Task to complete ▸ The listing beneath should be written out in full, exactly as shown.

Data supplied ▸

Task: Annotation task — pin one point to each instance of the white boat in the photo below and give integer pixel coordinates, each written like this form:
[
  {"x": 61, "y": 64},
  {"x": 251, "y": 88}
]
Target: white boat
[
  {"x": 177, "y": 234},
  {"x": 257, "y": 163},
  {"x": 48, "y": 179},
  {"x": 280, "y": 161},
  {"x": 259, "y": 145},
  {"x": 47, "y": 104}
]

Answer area ▸
Task: Annotation task — pin one point to each instance of the white boat in the photo below and give integer pixel coordinates, each written like this form:
[
  {"x": 61, "y": 64},
  {"x": 251, "y": 88}
]
Target: white boat
[
  {"x": 177, "y": 234},
  {"x": 257, "y": 163},
  {"x": 48, "y": 179},
  {"x": 280, "y": 161},
  {"x": 259, "y": 145},
  {"x": 47, "y": 104}
]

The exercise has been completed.